== Segment start ==
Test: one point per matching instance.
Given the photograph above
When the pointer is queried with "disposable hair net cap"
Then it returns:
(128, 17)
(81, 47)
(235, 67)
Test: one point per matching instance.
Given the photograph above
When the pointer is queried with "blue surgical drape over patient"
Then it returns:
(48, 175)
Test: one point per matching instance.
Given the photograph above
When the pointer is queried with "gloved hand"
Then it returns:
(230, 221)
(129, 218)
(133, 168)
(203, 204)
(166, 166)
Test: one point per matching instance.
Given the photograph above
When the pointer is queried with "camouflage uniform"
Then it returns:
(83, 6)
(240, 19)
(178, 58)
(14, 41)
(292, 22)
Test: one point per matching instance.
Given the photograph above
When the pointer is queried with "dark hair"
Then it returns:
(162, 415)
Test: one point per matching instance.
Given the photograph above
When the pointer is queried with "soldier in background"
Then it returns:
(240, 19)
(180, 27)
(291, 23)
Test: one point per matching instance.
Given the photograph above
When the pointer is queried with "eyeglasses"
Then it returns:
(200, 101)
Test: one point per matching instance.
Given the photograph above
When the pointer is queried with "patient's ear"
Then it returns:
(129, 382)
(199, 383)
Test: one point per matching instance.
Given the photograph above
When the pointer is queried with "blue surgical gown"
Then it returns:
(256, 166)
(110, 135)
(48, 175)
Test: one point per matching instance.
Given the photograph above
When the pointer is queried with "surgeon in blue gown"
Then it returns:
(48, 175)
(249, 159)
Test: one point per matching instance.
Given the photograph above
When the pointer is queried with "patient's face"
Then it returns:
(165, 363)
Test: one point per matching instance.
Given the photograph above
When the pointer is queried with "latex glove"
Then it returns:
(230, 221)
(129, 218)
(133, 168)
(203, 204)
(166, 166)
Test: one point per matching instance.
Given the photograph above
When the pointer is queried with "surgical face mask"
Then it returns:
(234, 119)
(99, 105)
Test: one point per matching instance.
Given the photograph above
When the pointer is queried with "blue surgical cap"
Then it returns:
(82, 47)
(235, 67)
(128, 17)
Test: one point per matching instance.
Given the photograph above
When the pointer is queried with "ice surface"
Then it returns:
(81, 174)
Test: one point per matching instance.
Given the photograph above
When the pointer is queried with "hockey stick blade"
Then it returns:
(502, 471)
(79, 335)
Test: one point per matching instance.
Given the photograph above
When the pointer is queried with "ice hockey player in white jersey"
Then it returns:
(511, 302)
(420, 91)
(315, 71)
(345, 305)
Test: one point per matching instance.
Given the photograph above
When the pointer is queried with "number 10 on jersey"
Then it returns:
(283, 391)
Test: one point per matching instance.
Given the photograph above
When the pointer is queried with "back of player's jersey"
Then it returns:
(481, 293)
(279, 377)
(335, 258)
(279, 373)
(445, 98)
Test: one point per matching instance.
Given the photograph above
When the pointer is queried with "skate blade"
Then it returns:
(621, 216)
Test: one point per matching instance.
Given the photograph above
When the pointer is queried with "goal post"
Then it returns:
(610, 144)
== Segment end ==
Search the material above for the word "player", then copy each line that holds it.

▶ SOLUTION TO THIS EXERCISE
When the pointer is queried with "ice hockey player in white jersey"
When the pointer is queried with "back of player's jersey"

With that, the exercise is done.